The required output is the line containing "Where can you see the guacamole" through the final line of the material below, printed exactly, with no other lines.
(begin)
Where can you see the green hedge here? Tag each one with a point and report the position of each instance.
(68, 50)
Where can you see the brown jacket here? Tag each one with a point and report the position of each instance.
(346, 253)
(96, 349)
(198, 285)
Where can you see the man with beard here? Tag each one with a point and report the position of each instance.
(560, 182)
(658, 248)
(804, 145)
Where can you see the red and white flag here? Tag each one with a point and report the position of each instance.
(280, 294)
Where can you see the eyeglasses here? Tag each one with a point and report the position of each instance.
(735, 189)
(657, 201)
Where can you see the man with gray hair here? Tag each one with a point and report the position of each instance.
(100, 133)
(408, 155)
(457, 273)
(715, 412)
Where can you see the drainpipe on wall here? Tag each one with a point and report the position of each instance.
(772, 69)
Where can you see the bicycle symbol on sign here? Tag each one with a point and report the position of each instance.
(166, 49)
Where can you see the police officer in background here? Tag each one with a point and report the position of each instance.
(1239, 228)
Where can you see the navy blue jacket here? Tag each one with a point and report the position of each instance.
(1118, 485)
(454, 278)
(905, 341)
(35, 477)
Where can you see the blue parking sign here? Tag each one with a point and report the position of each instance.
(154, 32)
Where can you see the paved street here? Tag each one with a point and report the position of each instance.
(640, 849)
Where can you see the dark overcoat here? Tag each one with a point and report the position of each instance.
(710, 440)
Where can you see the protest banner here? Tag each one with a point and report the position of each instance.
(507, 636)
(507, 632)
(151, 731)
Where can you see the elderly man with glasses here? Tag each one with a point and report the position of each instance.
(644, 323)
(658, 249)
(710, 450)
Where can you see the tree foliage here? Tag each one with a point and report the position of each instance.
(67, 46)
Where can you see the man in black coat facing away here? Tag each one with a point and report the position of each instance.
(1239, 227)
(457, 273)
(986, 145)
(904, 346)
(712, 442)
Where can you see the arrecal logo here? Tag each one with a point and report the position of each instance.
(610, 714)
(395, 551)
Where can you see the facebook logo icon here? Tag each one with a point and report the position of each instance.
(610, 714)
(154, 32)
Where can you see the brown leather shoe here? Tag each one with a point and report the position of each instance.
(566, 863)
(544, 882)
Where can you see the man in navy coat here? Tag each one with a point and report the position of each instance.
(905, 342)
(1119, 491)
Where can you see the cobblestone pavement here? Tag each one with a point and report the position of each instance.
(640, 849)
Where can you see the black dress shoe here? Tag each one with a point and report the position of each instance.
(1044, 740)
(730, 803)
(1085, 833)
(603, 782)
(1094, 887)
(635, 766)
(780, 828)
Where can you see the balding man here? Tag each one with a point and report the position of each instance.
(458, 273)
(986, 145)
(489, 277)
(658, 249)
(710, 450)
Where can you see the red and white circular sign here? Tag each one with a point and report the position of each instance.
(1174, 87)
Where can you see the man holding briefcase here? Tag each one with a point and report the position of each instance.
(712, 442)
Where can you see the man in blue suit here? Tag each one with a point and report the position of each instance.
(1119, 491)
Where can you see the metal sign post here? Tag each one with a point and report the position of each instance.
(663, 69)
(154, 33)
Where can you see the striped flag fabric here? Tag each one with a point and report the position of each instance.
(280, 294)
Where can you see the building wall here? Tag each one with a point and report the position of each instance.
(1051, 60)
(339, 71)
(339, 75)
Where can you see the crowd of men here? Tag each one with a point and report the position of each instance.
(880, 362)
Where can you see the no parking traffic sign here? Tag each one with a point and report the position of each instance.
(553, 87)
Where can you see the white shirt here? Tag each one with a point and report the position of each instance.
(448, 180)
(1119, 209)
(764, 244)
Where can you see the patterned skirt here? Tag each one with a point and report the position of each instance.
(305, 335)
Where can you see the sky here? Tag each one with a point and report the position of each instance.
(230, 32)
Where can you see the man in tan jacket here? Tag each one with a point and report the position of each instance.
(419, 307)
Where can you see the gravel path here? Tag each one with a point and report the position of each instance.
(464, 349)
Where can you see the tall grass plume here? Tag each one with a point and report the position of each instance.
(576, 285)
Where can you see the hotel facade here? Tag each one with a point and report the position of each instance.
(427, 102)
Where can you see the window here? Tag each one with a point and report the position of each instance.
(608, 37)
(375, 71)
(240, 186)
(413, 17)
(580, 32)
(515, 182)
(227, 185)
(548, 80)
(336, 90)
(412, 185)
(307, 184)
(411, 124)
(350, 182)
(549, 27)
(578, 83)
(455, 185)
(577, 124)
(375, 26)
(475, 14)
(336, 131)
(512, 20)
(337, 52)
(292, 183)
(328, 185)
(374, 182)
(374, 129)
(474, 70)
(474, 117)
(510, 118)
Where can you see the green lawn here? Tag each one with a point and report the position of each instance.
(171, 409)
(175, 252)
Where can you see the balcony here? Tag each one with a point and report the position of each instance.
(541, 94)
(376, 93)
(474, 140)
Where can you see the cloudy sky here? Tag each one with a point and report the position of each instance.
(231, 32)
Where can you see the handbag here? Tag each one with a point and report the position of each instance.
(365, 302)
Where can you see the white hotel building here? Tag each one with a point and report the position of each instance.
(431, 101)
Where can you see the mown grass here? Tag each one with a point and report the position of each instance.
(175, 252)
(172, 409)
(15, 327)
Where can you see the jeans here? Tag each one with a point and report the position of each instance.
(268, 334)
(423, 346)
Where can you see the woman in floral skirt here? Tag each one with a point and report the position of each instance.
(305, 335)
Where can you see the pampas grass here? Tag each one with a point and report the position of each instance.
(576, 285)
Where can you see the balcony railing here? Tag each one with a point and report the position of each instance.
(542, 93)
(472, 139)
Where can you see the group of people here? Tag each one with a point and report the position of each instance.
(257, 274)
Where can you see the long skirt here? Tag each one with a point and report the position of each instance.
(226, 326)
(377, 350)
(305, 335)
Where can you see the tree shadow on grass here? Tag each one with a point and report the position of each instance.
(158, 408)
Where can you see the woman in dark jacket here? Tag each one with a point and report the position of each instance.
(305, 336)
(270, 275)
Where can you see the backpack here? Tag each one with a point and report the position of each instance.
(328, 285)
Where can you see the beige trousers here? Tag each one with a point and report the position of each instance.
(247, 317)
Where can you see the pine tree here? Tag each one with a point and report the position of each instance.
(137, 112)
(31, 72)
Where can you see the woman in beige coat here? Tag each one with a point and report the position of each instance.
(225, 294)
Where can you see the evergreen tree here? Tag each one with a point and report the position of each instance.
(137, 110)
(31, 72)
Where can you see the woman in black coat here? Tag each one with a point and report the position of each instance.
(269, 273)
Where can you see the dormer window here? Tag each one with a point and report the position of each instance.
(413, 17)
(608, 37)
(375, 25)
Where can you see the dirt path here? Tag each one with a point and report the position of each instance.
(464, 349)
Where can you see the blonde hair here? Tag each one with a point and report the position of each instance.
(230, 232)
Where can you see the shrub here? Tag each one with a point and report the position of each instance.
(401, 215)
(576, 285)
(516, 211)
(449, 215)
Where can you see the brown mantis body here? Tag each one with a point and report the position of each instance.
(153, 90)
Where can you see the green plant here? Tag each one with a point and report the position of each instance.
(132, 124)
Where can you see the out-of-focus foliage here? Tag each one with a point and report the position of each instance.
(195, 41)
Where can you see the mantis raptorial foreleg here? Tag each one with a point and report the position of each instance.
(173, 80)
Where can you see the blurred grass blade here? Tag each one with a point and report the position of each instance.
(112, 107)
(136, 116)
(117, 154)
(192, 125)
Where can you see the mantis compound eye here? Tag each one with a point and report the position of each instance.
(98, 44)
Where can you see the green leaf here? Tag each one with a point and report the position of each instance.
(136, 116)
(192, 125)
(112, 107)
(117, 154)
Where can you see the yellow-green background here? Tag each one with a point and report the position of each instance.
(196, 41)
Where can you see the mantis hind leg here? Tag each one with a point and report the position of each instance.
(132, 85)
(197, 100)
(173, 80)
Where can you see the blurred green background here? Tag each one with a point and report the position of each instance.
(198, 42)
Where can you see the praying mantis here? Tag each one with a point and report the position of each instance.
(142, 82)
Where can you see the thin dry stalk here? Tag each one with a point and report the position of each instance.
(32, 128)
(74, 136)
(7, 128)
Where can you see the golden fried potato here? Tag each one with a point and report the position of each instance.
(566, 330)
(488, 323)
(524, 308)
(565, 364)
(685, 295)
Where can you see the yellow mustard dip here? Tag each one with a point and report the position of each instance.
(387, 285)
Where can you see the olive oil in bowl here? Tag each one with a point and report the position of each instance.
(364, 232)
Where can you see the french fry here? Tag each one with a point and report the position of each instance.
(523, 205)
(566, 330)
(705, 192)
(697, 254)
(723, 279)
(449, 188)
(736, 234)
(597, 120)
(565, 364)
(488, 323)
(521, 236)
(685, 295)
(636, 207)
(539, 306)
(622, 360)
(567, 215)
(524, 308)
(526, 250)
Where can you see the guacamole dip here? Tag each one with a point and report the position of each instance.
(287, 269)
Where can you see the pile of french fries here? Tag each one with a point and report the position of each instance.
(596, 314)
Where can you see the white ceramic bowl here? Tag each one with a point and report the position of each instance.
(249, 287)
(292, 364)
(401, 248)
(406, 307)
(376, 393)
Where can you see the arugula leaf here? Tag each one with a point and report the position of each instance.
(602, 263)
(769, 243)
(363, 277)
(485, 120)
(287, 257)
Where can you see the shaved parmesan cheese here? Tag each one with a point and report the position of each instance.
(end)
» CORRECT ANSWER
Where can you see the guacamole dip here? Tag each one with a point and report the position of each instance.
(287, 269)
Where can you see the pile of french fries here? Tag each one with a point and report the position of each instance.
(596, 314)
Where can you see the white ceramic bowl here? Tag each one with a point and report the position of each instance.
(249, 287)
(292, 364)
(401, 248)
(406, 307)
(376, 393)
Where can you see the arugula leaf here? Tag each one with a point and report the position of each instance.
(602, 263)
(769, 243)
(363, 277)
(485, 120)
(287, 257)
Where can you see the shaved parmesan cheese here? Tag each one with a point and report the position of each instance.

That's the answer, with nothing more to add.